▶ [Short task] Please reproduce each of the items below character for character, changing nothing.

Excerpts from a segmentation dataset
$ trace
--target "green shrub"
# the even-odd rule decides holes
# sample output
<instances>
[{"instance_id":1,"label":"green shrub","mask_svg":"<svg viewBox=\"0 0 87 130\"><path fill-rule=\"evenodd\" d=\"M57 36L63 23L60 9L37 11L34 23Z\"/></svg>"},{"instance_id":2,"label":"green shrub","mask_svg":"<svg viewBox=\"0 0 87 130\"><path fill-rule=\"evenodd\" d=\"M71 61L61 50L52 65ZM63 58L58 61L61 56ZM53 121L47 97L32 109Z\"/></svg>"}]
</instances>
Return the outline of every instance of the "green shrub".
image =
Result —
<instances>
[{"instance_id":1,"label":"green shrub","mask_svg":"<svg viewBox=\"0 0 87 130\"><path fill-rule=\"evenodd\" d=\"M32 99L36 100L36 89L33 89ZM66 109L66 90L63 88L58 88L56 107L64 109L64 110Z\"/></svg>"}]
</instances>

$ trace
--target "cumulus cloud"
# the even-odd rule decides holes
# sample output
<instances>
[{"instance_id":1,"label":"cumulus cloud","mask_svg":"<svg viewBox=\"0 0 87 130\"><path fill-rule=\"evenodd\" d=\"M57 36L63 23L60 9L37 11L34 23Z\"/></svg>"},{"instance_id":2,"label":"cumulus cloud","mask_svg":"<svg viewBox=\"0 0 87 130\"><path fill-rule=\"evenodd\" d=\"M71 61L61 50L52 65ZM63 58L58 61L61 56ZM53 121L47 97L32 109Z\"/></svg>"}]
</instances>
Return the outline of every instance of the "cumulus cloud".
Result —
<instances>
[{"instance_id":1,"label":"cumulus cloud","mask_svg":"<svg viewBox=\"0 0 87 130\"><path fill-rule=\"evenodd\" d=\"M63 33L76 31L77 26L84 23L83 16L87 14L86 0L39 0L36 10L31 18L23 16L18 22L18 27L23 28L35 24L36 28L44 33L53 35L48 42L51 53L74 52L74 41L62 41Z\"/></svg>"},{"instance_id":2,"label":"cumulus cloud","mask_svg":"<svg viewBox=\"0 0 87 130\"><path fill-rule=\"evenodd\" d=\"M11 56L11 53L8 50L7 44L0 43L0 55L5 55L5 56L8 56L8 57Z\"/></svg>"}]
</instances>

▶ [The reply]
$ trace
--target "green shrub"
# the even-odd rule decides holes
# sample output
<instances>
[{"instance_id":1,"label":"green shrub","mask_svg":"<svg viewBox=\"0 0 87 130\"><path fill-rule=\"evenodd\" d=\"M57 36L63 23L60 9L37 11L34 23Z\"/></svg>"},{"instance_id":2,"label":"green shrub","mask_svg":"<svg viewBox=\"0 0 87 130\"><path fill-rule=\"evenodd\" d=\"M71 61L61 50L52 65ZM63 58L58 61L61 56ZM53 121L47 97L32 109Z\"/></svg>"}]
</instances>
Return the outline of every instance of the "green shrub".
image =
Result —
<instances>
[{"instance_id":1,"label":"green shrub","mask_svg":"<svg viewBox=\"0 0 87 130\"><path fill-rule=\"evenodd\" d=\"M32 99L36 100L36 89L33 89ZM66 109L66 90L63 88L58 88L56 107L64 109L64 110Z\"/></svg>"}]
</instances>

$ trace
--target "cumulus cloud"
# the even-odd rule decides holes
# sample output
<instances>
[{"instance_id":1,"label":"cumulus cloud","mask_svg":"<svg viewBox=\"0 0 87 130\"><path fill-rule=\"evenodd\" d=\"M57 36L63 23L60 9L37 11L34 23Z\"/></svg>"},{"instance_id":2,"label":"cumulus cloud","mask_svg":"<svg viewBox=\"0 0 87 130\"><path fill-rule=\"evenodd\" d=\"M71 61L61 50L52 65ZM63 58L58 61L61 56ZM53 121L47 97L32 109Z\"/></svg>"}]
</instances>
Return the outline of every instance of the "cumulus cloud".
Result —
<instances>
[{"instance_id":1,"label":"cumulus cloud","mask_svg":"<svg viewBox=\"0 0 87 130\"><path fill-rule=\"evenodd\" d=\"M63 33L76 31L77 26L84 23L83 16L87 14L86 0L39 0L36 10L31 18L23 16L18 22L18 27L23 28L35 24L36 28L44 33L53 35L48 42L51 53L74 52L74 41L62 41Z\"/></svg>"},{"instance_id":2,"label":"cumulus cloud","mask_svg":"<svg viewBox=\"0 0 87 130\"><path fill-rule=\"evenodd\" d=\"M11 56L11 53L8 50L7 44L0 43L0 55L5 55L5 56L8 56L8 57Z\"/></svg>"}]
</instances>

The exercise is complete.